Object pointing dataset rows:
(begin)
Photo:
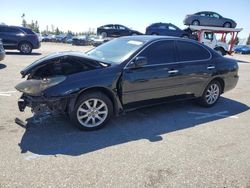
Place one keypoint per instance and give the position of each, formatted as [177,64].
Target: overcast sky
[80,15]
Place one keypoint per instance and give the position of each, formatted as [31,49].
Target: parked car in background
[124,74]
[115,30]
[166,29]
[243,49]
[207,18]
[81,40]
[2,52]
[19,38]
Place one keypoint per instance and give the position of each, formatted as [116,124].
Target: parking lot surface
[171,145]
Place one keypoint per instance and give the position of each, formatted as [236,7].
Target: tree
[248,40]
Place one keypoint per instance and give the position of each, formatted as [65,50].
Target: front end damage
[42,104]
[34,96]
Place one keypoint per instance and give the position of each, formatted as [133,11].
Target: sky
[80,15]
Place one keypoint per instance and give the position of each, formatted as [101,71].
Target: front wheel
[92,111]
[211,94]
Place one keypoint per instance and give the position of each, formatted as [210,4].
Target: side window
[171,28]
[208,36]
[11,30]
[160,52]
[189,51]
[216,15]
[122,27]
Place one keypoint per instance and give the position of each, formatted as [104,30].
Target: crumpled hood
[44,60]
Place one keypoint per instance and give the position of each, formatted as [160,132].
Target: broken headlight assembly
[36,87]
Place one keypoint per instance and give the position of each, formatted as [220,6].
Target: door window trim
[161,64]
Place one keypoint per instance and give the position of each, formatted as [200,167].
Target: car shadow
[2,66]
[57,136]
[18,53]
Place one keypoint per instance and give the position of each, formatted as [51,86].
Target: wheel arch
[24,41]
[106,91]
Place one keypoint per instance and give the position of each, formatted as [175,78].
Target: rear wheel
[211,94]
[220,51]
[25,48]
[104,34]
[196,22]
[92,111]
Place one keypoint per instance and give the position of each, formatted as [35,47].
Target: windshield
[117,50]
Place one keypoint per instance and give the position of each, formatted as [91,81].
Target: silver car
[209,19]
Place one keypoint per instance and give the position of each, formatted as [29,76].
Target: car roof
[148,38]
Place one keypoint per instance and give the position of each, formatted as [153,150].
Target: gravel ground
[171,145]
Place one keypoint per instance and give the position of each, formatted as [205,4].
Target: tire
[25,48]
[221,51]
[185,36]
[104,34]
[227,25]
[196,22]
[211,94]
[92,111]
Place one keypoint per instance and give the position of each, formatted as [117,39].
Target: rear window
[9,30]
[189,51]
[28,31]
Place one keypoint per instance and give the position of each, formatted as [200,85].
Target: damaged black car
[125,74]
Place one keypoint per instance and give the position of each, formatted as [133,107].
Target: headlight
[35,87]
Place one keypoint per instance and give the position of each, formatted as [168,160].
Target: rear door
[160,78]
[197,66]
[10,36]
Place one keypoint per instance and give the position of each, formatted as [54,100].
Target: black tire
[227,25]
[221,51]
[196,22]
[25,48]
[91,114]
[185,36]
[203,101]
[104,34]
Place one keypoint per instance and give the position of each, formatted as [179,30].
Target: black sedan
[124,74]
[115,30]
[207,18]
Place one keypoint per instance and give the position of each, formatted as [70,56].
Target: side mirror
[139,62]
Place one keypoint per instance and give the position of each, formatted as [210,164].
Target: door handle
[173,71]
[210,67]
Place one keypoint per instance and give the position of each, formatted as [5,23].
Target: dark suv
[166,29]
[115,30]
[20,38]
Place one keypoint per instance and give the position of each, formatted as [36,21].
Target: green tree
[248,40]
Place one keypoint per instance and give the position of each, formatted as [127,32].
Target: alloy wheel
[92,113]
[212,94]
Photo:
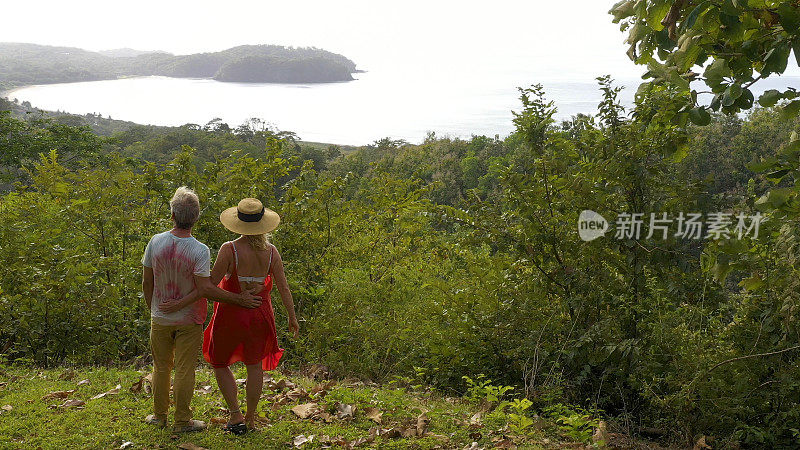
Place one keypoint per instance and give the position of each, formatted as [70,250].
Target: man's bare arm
[210,291]
[148,282]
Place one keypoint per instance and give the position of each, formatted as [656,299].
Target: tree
[738,42]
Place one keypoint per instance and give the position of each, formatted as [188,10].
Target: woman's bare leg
[255,385]
[227,385]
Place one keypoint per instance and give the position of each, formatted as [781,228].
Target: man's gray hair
[185,207]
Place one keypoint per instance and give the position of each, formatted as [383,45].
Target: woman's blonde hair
[258,241]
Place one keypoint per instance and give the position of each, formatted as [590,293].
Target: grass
[116,420]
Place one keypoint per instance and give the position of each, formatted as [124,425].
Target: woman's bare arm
[286,295]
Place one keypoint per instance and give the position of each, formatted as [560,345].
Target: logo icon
[591,225]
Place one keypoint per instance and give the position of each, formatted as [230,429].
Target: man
[171,261]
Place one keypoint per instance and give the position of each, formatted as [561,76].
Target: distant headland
[27,64]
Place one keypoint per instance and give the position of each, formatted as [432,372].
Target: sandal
[236,428]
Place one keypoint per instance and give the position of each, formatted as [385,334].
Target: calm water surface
[379,104]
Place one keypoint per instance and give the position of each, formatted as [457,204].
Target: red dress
[242,334]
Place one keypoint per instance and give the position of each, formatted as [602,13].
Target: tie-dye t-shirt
[175,260]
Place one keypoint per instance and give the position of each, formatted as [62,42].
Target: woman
[249,263]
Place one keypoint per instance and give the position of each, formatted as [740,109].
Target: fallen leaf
[408,432]
[391,433]
[58,394]
[324,416]
[280,385]
[190,446]
[321,390]
[74,403]
[306,410]
[344,411]
[318,371]
[504,442]
[374,414]
[299,441]
[114,391]
[297,394]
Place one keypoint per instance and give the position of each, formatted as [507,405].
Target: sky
[560,40]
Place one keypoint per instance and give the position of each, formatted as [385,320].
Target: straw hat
[249,218]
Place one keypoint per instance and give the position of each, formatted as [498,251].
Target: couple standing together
[177,278]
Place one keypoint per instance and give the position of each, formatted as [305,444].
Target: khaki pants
[177,345]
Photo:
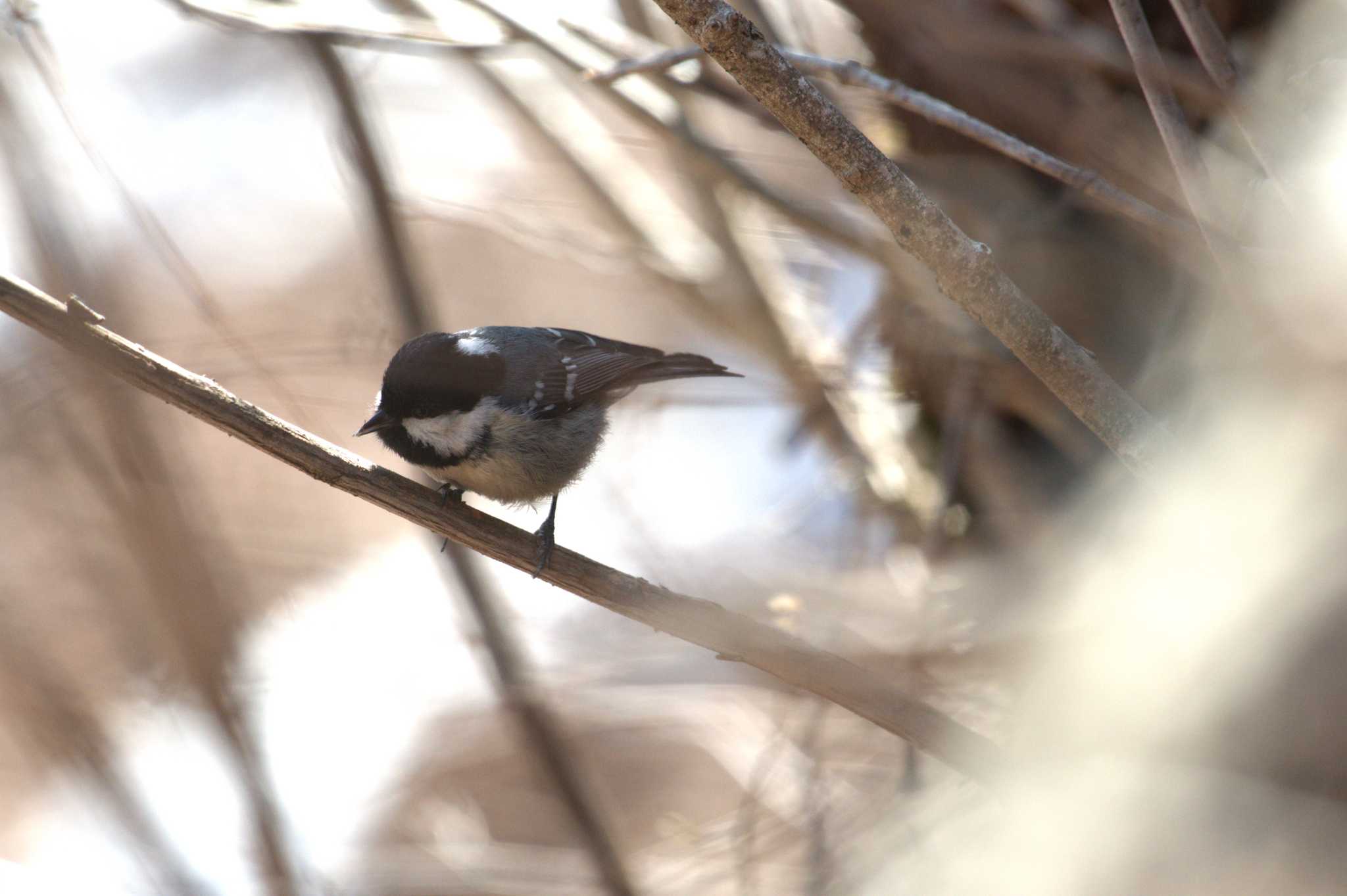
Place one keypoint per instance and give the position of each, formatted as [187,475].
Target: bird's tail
(end)
EXERCISE OBJECTIVE
Omit every picture, then reproduce the rest of the listing exactly.

OUTPUT OF THE TASK
Photo:
Place one keypoint per instance and give the position of each, formatted as [177,64].
Target: overcast sky
[80,15]
Place one keypoint per instance and give the position of each, formatted as [31,49].
Target: parked car in background
[124,74]
[115,30]
[166,29]
[243,49]
[207,18]
[81,40]
[2,52]
[19,38]
Place one keypoint per instance and give the position of each, formatted as [116,124].
Target: parking lot surface
[171,145]
Place one keypoint per instance and give the position of each, formatted as [236,7].
Target: tree
[248,40]
Place one keypoint per instance and give the position of each, formatted as [65,50].
Target: front end damage
[42,104]
[34,96]
Place one keypoint per instance and give the position of each, formatted as [133,11].
Target: sky
[80,15]
Place one keypoint per instance and give the position of each, formatted as [101,71].
Target: front wheel
[92,111]
[211,94]
Place one keypoint per instance and give the position of each, formatted as [210,4].
Target: side window
[171,28]
[208,36]
[11,30]
[160,52]
[189,51]
[216,15]
[122,27]
Place one keypoint per instance and give the position of each, formatted as [104,30].
Target: crumpled hood
[44,60]
Place one keypoint per instance and give the position of each, formatted as [160,132].
Target: broken headlight assembly
[36,87]
Place one keypoint per instance and give the position of each, formatted as [220,6].
Target: door window trim
[161,64]
Place one keypoint per instance and give the position of each, formatted as [200,167].
Target: car shadow
[2,66]
[57,136]
[18,53]
Place one keypoint per instance and give the position of each, formatted as [51,86].
Target: wheel arch
[24,41]
[106,91]
Place one keypoint per instance and give the position of each, formatted as [175,78].
Target: rear wheel
[211,94]
[220,51]
[25,48]
[104,34]
[196,22]
[92,111]
Place one keypoint per instance and give the position of each, formatted as [35,47].
Target: windshield
[117,50]
Place one keypoint per instance and give the position of each, formatted as [91,81].
Target: silver car
[209,19]
Place one keypoint per instance and give the position of each, formatted as [29,76].
Target: car roof
[148,38]
Place one keypoint per instance and give the position of each, formatted as [153,150].
Target: gravel ground
[171,145]
Place one keypoint per instance and give the position of each, formatted as [205,4].
Target: tire
[25,48]
[221,51]
[185,36]
[104,34]
[227,25]
[196,22]
[211,94]
[92,111]
Place one keypoint per instance and give the position of each, formatted as [117,39].
Target: rear window
[9,30]
[189,51]
[28,31]
Place one keypoint per instance and give the position of each, formatted as [200,85].
Target: damaged black car
[125,74]
Place one keypoint per instance and give the position of each, formatted as [133,107].
Target: headlight
[35,87]
Place one keypoint per instance and give the position of each, formatted as [168,160].
Target: rear door
[160,78]
[197,66]
[10,36]
Place one keypoint per instance and give the position of each, formatted as [54,100].
Target: black tire
[227,25]
[221,51]
[196,22]
[25,48]
[91,114]
[185,36]
[203,101]
[104,34]
Place one keypoint per instance and give the position of each, formatted as [179,30].
Target: black sedan
[124,74]
[115,30]
[207,18]
Place one keypoint per instance and give the position of each, formatted as [70,56].
Target: side mirror
[139,62]
Place one keypoint per instance and give the position of each, formatted as [210,164].
Target: door handle
[173,71]
[210,67]
Place one keypoint per instance and give the position of each, formatted as [5,23].
Target: dark suv
[166,29]
[115,30]
[20,38]
Place one keypoint per instance and give the position of each, formatted as [36,21].
Target: green tree
[248,40]
Place one keypoint per instance and give the position of each, formatted as [127,32].
Target: alloy wheel
[92,113]
[212,94]
Photo:
Place one keypoint per instance and give the position of each, formatted as [70,250].
Target: man's bare arm
[210,291]
[148,282]
Place one keypoint per instance and give the position of each, formatted as [656,299].
Target: tree
[738,42]
Place one keypoint per instance and give the position of each, formatted as [188,10].
Target: woman's bare leg
[255,385]
[227,385]
Place one keypoint per instance and give the position of each, formatted as [781,228].
Target: man's gray hair
[185,207]
Place one keypoint per instance and give the position of each, formatted as [383,45].
Target: woman's blonde hair
[258,241]
Place one keypoint per instance and give the position of each, formatted as [590,293].
Target: grass
[116,420]
Place one keypoint per instance and give the position of each, formatted as [124,425].
Target: woman's bare arm
[286,295]
Place one keypoint per instance and give the position of each, formatted as [560,345].
Target: logo icon
[591,225]
Place one keypoint per instance and give the position of each, formatted as [230,429].
Target: man
[171,261]
Place one keypoint per instance and give the position of each, formatted as [561,76].
Target: distant headland
[27,64]
Place one keypoint per instance and give the position of each, formatted as [432,372].
Target: sandal
[236,428]
Place one keypoint per instance and give the position of each, formatted as [385,334].
Target: calm water surface
[379,104]
Place one keypoint per instance and give the position of each, formatted as [457,204].
Target: red dress
[242,334]
Place one keypoint per instance and give the position of each, formatted as [602,13].
Target: tie-dye t-shirt
[175,260]
Place one keypoint per instance and give the position of each, formatted as [62,42].
Target: woman
[249,263]
Place one keypoint per instance and give the position of each, formatted as [740,109].
Target: fallen leaf
[408,432]
[391,433]
[58,394]
[324,416]
[280,385]
[190,446]
[321,390]
[74,403]
[306,410]
[344,411]
[318,371]
[504,442]
[374,414]
[299,441]
[114,391]
[297,394]
Place one keypoint per instance and give the position of each, formatted as [507,405].
Target: sky
[560,40]
Place one keypoint per instance and give the position of each, formatted as [385,320].
Target: straw hat
[249,218]
Place one keypoint per instance and give the position of each, formatted as [498,251].
Target: couple standing together
[177,278]
Place one keypoint per instance and give the position of each, formatted as [305,444].
Target: khaki pants
[177,345]
Photo:
Place one keypoint per instance and give the position of each, formatted as [187,475].
Target: bird's tail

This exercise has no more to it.